◆ Perintah Latihan ◆
Hitunglah baris pada entri di bawah ini yang memuat kata "tree". Tuliskan jumlahnya saja.

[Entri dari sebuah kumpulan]
* * * *

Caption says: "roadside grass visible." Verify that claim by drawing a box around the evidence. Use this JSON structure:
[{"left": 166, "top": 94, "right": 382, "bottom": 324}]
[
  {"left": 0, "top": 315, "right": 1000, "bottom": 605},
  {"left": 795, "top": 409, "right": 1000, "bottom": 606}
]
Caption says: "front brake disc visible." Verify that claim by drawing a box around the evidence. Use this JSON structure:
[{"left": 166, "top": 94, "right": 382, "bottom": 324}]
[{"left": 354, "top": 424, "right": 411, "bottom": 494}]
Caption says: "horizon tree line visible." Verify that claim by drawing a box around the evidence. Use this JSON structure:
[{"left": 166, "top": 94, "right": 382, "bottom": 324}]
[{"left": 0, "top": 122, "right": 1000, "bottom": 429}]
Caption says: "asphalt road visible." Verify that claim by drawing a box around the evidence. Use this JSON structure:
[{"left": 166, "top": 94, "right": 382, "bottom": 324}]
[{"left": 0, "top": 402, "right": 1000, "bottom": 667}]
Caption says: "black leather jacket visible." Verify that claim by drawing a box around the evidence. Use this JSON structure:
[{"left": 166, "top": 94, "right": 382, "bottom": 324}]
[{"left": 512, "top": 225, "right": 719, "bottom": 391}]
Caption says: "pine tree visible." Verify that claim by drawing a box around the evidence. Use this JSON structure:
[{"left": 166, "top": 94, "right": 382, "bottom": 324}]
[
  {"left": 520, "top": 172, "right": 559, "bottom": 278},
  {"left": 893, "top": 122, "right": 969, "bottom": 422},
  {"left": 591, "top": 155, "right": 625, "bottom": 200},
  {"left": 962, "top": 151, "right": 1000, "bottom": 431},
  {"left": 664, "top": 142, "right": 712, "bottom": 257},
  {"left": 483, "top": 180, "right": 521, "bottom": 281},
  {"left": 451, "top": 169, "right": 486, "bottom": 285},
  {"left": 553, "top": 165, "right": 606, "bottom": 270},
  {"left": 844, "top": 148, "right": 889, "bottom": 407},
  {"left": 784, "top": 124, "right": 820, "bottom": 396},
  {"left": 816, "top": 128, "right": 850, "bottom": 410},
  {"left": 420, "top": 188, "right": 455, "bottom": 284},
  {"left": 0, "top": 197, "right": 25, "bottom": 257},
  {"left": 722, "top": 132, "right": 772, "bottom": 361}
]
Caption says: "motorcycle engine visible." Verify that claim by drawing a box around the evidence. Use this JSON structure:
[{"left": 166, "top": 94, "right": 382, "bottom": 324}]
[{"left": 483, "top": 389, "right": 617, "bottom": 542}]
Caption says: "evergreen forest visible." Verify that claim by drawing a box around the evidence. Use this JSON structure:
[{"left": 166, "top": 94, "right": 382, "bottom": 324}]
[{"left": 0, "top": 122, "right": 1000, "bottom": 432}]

* * * *

◆ Hasil Latihan ◆
2